start LISTED ENTRIES

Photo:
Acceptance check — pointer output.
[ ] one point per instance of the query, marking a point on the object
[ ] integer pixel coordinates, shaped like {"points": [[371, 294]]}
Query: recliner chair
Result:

end LISTED ENTRIES

**WHAT IS REQUIRED**
Rewrite the lines above as a numbered list, leaving out any blank ones.

**WORKED SOLUTION**
1. Photo:
2. Acceptance check — pointer output.
3. [ ] one point per instance of the query, marking a point on the object
4. [ ] integer pixel coordinates, shaped like {"points": [[371, 294]]}
5. Query: recliner chair
6. Result:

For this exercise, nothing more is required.